Stored records:
===============
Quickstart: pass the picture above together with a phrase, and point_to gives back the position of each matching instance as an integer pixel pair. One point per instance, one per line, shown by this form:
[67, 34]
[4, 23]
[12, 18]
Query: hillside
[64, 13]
===============
▶ [Task requirements] Reproduce all of the records with each occurrence of "instance" swapped for "occurrence" and every other character left unchanged.

▶ [Solution]
Quickstart: pass the picture above together with a phrase, and point_to gives back the position of each matching occurrence as an integer pixel pair. One point per occurrence, one per line, shown by this form:
[67, 34]
[4, 23]
[12, 18]
Query: hillside
[64, 13]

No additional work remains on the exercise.